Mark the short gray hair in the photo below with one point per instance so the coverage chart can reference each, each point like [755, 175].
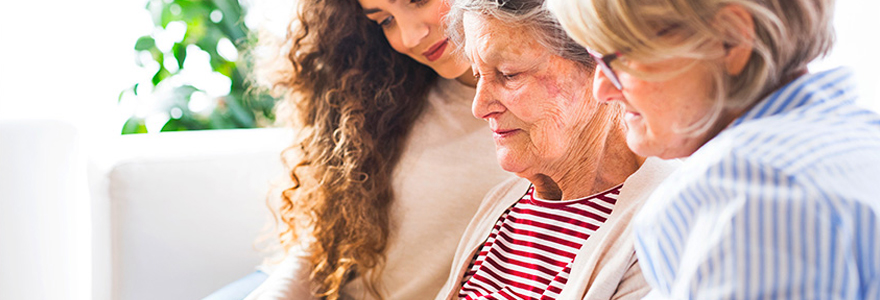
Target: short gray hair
[530, 15]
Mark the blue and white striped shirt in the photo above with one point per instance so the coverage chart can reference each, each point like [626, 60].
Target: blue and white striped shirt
[783, 204]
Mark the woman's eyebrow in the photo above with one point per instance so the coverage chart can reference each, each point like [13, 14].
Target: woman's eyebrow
[370, 11]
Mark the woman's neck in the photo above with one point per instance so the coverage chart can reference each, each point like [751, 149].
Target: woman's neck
[602, 168]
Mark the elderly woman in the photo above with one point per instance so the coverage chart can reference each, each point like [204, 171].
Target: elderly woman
[562, 229]
[779, 195]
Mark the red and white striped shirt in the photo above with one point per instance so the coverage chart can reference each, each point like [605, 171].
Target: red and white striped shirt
[529, 252]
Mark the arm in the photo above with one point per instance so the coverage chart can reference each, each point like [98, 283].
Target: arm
[289, 281]
[765, 234]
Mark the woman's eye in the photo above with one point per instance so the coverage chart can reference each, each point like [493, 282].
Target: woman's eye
[509, 76]
[386, 21]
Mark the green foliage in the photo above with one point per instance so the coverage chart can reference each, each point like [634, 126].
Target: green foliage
[209, 25]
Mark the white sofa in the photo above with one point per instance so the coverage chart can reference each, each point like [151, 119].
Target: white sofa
[152, 216]
[177, 215]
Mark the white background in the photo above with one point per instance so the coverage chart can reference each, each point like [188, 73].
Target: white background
[69, 60]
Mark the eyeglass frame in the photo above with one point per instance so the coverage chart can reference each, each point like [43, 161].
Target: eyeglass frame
[604, 63]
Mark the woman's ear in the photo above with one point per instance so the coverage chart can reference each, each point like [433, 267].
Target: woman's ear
[739, 33]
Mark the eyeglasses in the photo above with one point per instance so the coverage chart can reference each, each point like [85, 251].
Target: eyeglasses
[604, 62]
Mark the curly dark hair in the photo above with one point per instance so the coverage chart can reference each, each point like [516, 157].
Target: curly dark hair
[353, 99]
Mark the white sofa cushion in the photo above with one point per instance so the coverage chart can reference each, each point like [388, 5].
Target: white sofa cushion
[184, 210]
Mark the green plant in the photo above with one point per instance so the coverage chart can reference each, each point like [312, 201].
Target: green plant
[199, 80]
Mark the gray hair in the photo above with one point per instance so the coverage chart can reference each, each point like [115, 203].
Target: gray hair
[530, 15]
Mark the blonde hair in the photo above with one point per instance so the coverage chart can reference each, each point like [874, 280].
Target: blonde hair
[788, 35]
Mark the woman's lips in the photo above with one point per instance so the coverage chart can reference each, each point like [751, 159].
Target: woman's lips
[436, 50]
[504, 133]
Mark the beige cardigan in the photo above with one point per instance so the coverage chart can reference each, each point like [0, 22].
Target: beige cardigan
[606, 265]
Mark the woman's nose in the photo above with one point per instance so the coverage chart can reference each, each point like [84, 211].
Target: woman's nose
[603, 89]
[485, 103]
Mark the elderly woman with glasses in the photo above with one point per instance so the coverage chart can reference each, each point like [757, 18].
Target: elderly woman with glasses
[778, 197]
[561, 230]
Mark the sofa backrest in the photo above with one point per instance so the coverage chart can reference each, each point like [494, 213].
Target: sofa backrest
[177, 215]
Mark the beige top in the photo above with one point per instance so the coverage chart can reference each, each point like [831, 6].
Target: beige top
[604, 268]
[447, 167]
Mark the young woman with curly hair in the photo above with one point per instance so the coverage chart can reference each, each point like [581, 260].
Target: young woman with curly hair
[389, 166]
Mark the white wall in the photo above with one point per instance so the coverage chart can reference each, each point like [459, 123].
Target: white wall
[65, 61]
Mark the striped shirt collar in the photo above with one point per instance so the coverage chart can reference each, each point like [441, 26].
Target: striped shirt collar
[832, 85]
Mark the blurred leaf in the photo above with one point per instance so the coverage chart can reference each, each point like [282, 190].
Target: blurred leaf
[145, 43]
[160, 75]
[134, 125]
[179, 52]
[238, 109]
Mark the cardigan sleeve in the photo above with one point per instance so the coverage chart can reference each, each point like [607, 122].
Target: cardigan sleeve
[289, 281]
[633, 285]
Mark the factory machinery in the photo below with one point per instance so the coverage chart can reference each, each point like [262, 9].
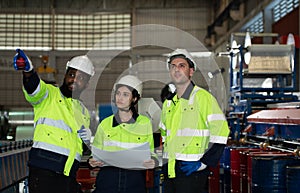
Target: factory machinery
[16, 126]
[264, 118]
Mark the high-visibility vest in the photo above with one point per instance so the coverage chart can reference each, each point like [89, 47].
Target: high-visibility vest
[125, 135]
[56, 122]
[188, 126]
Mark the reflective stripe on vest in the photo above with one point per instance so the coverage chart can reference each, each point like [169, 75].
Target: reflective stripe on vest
[41, 100]
[55, 123]
[54, 148]
[120, 144]
[185, 157]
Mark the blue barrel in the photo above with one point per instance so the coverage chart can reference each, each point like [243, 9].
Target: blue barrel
[269, 173]
[293, 179]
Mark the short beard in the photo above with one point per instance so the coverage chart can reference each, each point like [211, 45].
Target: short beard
[67, 93]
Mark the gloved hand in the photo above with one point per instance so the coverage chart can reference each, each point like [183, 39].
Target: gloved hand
[22, 62]
[85, 134]
[188, 167]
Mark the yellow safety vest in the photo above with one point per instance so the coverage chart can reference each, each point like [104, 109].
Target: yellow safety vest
[124, 135]
[188, 126]
[56, 121]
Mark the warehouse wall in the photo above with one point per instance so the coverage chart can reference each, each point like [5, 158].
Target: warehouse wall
[191, 20]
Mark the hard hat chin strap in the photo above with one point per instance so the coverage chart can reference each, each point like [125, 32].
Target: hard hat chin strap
[126, 109]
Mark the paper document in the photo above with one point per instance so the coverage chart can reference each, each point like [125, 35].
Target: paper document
[129, 159]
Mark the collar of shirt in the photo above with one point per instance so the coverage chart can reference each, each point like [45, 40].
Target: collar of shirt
[117, 120]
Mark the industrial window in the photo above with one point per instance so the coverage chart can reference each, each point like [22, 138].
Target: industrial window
[256, 25]
[63, 32]
[284, 7]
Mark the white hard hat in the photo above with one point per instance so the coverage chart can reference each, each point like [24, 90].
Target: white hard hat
[182, 52]
[132, 81]
[82, 63]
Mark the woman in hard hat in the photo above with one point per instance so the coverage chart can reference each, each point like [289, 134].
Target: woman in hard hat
[123, 130]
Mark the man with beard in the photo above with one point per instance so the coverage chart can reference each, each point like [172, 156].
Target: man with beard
[61, 124]
[193, 127]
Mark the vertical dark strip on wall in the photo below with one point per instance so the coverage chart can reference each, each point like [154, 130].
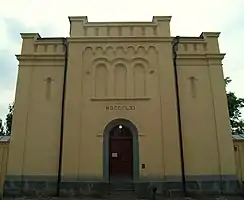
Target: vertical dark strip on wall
[65, 45]
[175, 44]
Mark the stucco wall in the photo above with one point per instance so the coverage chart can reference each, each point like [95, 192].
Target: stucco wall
[126, 64]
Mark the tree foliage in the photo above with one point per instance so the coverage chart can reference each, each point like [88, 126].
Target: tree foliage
[235, 105]
[1, 128]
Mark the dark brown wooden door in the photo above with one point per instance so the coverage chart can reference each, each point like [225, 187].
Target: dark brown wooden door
[121, 156]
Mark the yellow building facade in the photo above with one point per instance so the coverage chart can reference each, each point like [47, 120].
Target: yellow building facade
[120, 103]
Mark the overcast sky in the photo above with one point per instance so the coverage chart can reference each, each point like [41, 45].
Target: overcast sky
[189, 18]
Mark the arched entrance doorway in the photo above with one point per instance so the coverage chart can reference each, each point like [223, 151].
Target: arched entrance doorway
[120, 151]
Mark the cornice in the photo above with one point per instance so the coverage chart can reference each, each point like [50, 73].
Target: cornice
[42, 57]
[200, 56]
[118, 39]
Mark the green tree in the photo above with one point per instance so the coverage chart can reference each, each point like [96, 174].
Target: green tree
[235, 105]
[9, 118]
[1, 128]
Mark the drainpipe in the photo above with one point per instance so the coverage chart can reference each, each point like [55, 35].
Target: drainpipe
[175, 49]
[65, 45]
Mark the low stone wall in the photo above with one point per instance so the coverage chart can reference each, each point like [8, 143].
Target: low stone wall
[99, 189]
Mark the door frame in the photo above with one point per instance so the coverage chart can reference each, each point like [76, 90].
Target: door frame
[134, 131]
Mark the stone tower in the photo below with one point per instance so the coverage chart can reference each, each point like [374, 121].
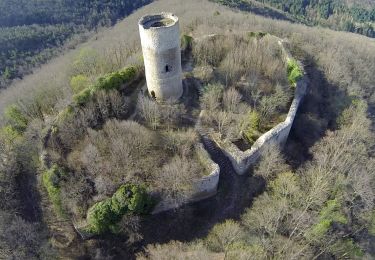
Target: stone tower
[160, 38]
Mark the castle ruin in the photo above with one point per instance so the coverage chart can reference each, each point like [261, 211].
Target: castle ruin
[160, 39]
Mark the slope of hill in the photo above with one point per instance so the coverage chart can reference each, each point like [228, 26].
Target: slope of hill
[352, 16]
[31, 32]
[317, 201]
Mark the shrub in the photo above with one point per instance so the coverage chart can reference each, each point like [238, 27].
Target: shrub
[257, 35]
[83, 97]
[79, 83]
[129, 198]
[328, 215]
[116, 79]
[186, 42]
[212, 95]
[111, 81]
[295, 72]
[9, 134]
[251, 132]
[16, 118]
[51, 181]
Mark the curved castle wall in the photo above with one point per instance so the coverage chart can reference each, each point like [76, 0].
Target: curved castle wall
[160, 38]
[242, 161]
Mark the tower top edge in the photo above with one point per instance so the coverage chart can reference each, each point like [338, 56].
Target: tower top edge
[157, 21]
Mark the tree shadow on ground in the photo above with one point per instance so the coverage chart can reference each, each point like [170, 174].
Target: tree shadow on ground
[318, 112]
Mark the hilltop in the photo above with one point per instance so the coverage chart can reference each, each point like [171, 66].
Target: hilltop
[80, 141]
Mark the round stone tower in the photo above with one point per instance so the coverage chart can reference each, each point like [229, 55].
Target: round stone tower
[160, 38]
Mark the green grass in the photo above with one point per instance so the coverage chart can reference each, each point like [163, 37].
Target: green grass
[295, 73]
[51, 182]
[103, 216]
[111, 81]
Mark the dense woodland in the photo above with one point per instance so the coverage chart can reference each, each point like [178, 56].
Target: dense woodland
[31, 32]
[352, 16]
[314, 199]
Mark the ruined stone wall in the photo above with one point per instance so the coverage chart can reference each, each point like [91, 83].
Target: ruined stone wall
[160, 38]
[203, 188]
[242, 161]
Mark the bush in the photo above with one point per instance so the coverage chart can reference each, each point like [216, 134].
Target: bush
[51, 181]
[83, 97]
[328, 215]
[79, 83]
[116, 79]
[251, 132]
[16, 118]
[9, 134]
[112, 81]
[129, 198]
[295, 73]
[212, 96]
[186, 42]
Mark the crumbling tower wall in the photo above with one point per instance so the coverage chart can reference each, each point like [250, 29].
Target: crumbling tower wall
[160, 38]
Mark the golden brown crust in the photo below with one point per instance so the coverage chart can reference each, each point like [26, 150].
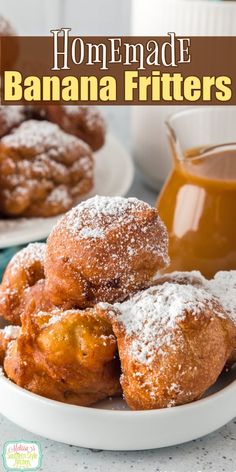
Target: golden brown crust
[10, 117]
[66, 356]
[174, 349]
[43, 170]
[104, 250]
[8, 334]
[82, 121]
[24, 270]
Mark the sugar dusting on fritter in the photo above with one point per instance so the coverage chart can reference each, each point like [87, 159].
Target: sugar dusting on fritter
[152, 316]
[41, 135]
[11, 115]
[223, 286]
[92, 117]
[32, 253]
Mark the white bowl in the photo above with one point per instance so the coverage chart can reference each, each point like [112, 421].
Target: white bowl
[111, 426]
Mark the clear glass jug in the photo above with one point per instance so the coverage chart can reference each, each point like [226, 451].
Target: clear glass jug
[198, 200]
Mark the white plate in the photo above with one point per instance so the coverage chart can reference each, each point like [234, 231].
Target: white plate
[114, 172]
[110, 426]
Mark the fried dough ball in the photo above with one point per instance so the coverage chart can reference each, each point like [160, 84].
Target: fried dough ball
[67, 356]
[23, 271]
[223, 286]
[10, 117]
[43, 170]
[173, 343]
[193, 277]
[84, 122]
[103, 250]
[8, 334]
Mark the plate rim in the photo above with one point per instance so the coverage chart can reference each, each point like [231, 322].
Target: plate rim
[96, 411]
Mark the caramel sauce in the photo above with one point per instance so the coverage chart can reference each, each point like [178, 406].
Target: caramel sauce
[198, 206]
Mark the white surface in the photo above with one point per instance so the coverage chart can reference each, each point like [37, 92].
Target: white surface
[114, 174]
[85, 17]
[113, 428]
[157, 18]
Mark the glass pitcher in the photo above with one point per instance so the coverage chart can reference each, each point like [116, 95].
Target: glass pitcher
[198, 200]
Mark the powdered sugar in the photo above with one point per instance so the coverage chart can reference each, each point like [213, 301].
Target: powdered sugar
[91, 116]
[193, 277]
[41, 135]
[223, 286]
[150, 317]
[96, 214]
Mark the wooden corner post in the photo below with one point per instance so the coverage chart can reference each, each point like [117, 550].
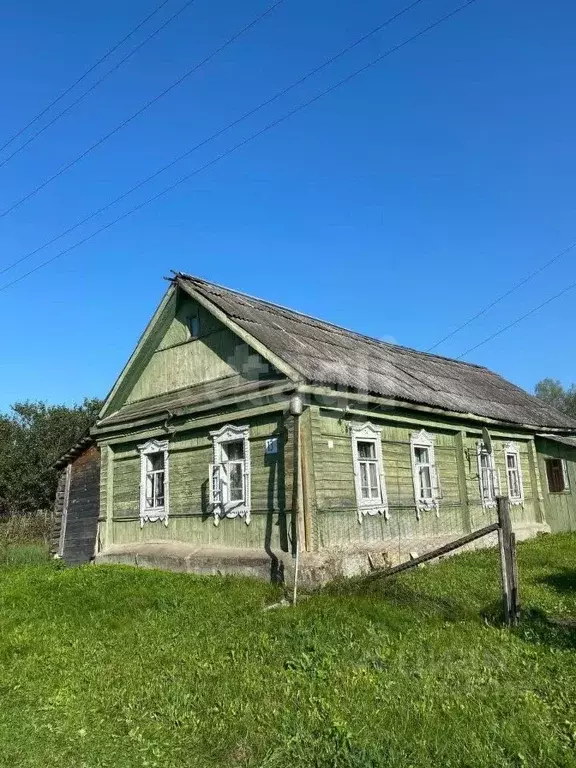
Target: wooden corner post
[507, 546]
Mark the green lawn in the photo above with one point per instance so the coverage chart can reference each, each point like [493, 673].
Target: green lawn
[118, 667]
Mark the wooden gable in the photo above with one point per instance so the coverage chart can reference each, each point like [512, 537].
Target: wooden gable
[184, 345]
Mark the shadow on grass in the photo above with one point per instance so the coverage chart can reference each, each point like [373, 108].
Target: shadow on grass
[396, 592]
[564, 581]
[537, 627]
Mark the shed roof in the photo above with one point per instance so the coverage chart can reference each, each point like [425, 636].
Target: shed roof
[323, 353]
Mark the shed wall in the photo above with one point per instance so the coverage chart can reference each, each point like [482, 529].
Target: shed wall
[83, 504]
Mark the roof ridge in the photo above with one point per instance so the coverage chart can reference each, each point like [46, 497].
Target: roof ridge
[443, 358]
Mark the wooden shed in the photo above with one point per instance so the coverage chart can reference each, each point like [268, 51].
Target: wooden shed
[75, 520]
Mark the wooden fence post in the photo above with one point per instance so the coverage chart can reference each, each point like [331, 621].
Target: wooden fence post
[507, 546]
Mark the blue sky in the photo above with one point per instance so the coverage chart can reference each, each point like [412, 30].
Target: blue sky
[398, 205]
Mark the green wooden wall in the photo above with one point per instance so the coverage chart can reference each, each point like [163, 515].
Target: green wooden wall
[170, 359]
[179, 361]
[334, 511]
[190, 519]
[560, 507]
[328, 486]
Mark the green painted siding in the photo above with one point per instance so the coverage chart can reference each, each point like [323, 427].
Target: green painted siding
[190, 519]
[334, 512]
[560, 507]
[171, 360]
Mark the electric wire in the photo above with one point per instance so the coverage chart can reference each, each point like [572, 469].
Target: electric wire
[97, 83]
[518, 320]
[503, 296]
[212, 137]
[82, 77]
[142, 109]
[242, 143]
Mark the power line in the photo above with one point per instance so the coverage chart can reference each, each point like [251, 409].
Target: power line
[502, 296]
[242, 143]
[146, 106]
[518, 320]
[82, 77]
[215, 135]
[97, 83]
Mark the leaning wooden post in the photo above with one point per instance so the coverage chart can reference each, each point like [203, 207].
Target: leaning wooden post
[506, 542]
[515, 595]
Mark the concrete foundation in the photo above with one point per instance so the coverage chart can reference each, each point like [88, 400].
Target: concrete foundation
[316, 568]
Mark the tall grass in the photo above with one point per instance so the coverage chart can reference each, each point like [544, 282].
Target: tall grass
[115, 667]
[24, 539]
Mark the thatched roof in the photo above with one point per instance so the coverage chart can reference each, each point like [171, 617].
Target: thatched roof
[327, 354]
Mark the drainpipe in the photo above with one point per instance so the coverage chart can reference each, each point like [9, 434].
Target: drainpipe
[296, 413]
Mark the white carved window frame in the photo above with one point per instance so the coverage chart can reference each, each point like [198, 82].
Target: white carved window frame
[488, 502]
[379, 506]
[423, 439]
[153, 514]
[221, 507]
[511, 449]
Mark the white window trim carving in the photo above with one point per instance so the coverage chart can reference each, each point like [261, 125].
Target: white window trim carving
[424, 440]
[480, 450]
[512, 449]
[566, 475]
[369, 433]
[220, 508]
[154, 514]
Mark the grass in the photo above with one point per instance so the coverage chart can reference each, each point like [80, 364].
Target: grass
[113, 667]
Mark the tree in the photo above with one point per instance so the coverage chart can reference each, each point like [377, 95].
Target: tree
[553, 393]
[32, 437]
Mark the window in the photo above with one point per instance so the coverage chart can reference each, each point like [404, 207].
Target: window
[368, 471]
[154, 481]
[487, 476]
[514, 474]
[194, 326]
[229, 481]
[557, 474]
[424, 472]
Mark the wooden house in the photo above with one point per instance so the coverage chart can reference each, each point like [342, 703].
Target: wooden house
[240, 432]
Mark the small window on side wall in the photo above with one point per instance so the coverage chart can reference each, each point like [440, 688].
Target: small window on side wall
[514, 474]
[229, 473]
[488, 477]
[557, 474]
[369, 479]
[154, 481]
[424, 472]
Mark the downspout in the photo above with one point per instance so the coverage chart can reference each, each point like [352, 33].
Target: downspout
[296, 413]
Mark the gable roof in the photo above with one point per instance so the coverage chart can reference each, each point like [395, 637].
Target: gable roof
[326, 354]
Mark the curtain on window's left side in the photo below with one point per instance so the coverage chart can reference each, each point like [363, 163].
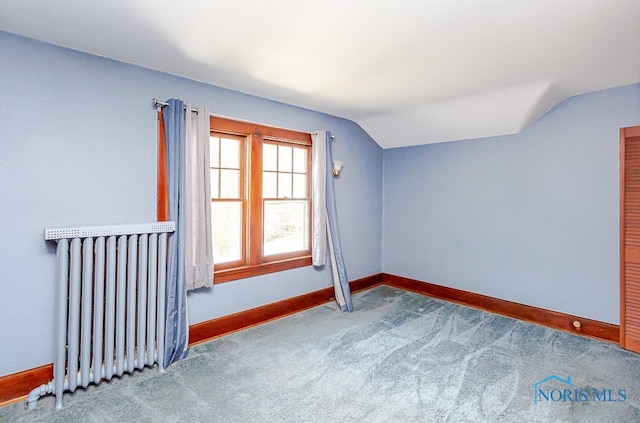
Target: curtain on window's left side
[176, 327]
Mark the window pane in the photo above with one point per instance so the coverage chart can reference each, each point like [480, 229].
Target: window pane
[226, 227]
[230, 153]
[229, 183]
[299, 186]
[269, 157]
[284, 159]
[215, 186]
[285, 226]
[269, 185]
[299, 160]
[214, 152]
[284, 185]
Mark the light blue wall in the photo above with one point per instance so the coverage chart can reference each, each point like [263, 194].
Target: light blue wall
[78, 146]
[531, 218]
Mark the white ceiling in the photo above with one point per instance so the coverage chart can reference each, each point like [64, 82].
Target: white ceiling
[408, 71]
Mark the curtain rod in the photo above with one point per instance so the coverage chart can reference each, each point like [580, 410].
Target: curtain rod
[160, 103]
[157, 102]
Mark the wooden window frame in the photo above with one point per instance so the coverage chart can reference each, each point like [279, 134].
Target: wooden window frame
[255, 263]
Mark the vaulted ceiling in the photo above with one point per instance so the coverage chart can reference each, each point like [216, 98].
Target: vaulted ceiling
[408, 71]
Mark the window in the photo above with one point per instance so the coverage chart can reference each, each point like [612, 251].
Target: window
[261, 199]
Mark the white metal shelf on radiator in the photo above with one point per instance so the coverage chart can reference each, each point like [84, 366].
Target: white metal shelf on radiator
[108, 230]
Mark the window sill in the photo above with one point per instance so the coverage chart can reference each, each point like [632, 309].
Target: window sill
[228, 275]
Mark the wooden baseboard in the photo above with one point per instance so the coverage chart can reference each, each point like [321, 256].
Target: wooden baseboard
[201, 332]
[17, 386]
[555, 320]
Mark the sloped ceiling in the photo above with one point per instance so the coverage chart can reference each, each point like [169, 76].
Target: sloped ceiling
[408, 71]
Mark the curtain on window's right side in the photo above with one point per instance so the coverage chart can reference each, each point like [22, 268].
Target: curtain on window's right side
[325, 219]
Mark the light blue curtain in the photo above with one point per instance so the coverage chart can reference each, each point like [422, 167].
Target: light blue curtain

* Requirements *
Please retype, exactly as written, every line from the line containing "Mark the window sill" through the last line of the records above, including both of those lines, and nothing else.

* Answer to this task *
Mark the window sill in the photo above with one point per instance so the coverage chart can reference each, each point like [632, 309].
Target: window sill
[228, 275]
Mark the wooden baseboard in the photo above with one point per instance so the coverage chart can reference each, each point like [321, 256].
Target: wooden baseboard
[201, 332]
[17, 386]
[555, 320]
Mark the sloped ceiling in the photo above with one point per instance so the coverage chart can reference each, each point like [169, 76].
Target: sloped ceiling
[408, 71]
Mark the curtain on window's right side in the photo above with one point per instance so the coverage chart can reference each, each point like [22, 268].
Target: curtain on window's right side
[325, 219]
Mark the light blue curtain in the photo above with one point per instance so the coverage chart can reference each, each point like [422, 167].
Target: light blue curtain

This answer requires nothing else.